## WHAT THE TASK REQUIRES
Extract every line of the entries below and reproduce each one word for word, with nothing changed.

━━━━━ DATASET CONTENT

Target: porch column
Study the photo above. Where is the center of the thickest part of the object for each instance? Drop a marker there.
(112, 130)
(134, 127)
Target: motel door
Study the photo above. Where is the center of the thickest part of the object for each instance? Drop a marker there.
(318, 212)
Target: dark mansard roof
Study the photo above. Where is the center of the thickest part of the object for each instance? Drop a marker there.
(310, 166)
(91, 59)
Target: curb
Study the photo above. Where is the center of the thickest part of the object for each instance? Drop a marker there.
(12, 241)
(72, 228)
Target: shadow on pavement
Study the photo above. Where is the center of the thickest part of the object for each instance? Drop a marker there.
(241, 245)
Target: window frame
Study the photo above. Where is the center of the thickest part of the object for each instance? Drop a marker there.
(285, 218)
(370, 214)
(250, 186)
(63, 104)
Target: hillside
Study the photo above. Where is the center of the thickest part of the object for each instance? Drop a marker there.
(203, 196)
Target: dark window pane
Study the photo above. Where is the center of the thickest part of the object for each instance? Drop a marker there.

━━━━━━━━━━

## FULL RESPONSE
Target: porch column
Study the photo above. Where is the center of the thickest part of the object for each instance? Drop a marker there.
(112, 130)
(134, 127)
Target: motel door
Study the photo above. Where is the center of the thickest part of the object for each instance? Drop a marker there.
(318, 212)
Target: dark mansard roof
Study the photo above. Where is the center of the thickest part of the object for each instance? Drop a marker there.
(310, 166)
(91, 59)
Target: curb
Study the photo above. Where is the center of the thickest part of the object for each instance? Drop a marker there.
(12, 241)
(72, 228)
Target: shadow on pavement
Study the photo above. Where is the center of the thickest part of the object for each instance? Drop a marker there.
(241, 245)
Target: window frame
Study the photo above. Where is the center of the thickest part of the object for each instance? Drop a marker there.
(285, 218)
(370, 214)
(250, 186)
(63, 104)
Target: hillside
Study the photo above. Where is the center of the thickest part of the object for each instance? Drop a marker there.
(203, 196)
Target: dark window pane
Study the photo above. Where is the center of the thickest part of the object for each instance? Drop a marker there.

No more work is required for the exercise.